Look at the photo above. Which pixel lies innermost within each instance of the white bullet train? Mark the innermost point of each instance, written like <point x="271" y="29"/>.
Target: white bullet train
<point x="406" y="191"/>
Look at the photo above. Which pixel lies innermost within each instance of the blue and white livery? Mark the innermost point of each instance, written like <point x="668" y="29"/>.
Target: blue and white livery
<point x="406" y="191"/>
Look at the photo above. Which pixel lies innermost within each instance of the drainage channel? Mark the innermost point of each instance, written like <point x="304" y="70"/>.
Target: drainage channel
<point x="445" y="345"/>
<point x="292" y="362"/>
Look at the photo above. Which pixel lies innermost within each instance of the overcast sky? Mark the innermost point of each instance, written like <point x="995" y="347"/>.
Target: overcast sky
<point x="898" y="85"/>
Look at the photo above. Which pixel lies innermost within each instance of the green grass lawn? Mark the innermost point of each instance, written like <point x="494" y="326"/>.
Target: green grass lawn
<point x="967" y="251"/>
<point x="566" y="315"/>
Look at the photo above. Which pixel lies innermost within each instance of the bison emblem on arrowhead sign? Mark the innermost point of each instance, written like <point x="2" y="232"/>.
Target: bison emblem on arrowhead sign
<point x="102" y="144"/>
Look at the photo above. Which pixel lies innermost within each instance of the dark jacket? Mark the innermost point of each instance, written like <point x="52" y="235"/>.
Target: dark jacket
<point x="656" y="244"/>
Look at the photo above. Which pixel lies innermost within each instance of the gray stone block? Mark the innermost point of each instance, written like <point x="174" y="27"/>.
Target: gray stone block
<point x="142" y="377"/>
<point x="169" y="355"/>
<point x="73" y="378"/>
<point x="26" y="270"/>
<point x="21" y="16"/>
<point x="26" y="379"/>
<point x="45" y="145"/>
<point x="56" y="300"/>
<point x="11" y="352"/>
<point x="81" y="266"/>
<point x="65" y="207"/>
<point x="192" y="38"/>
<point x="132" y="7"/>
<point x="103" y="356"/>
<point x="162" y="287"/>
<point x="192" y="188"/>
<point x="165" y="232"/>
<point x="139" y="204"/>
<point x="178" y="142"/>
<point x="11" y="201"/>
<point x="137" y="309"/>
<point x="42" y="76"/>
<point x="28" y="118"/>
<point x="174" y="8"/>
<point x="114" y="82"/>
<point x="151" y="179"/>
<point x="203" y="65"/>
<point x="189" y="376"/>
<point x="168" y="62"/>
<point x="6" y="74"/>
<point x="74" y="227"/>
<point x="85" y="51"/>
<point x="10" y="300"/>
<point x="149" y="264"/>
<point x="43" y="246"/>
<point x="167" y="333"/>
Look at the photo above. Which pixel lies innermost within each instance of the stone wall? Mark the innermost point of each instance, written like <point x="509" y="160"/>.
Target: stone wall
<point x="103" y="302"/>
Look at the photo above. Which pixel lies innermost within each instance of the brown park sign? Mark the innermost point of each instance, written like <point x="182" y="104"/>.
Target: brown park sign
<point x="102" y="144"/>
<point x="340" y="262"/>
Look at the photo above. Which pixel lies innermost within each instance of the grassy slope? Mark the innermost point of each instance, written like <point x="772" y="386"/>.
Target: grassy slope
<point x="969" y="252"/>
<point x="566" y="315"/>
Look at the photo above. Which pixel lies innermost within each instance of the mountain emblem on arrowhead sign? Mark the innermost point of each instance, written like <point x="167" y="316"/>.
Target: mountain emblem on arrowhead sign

[ASSIGNMENT] The string "mountain" may occur in the listing; show every line where it does.

[WRITTEN RESPONSE]
Look at the photo above. Which pixel lies innermost within each instance of the mountain emblem on arrowhead sign? Mark the innermost point of each instance, written like <point x="167" y="316"/>.
Target: mountain emblem on arrowhead sign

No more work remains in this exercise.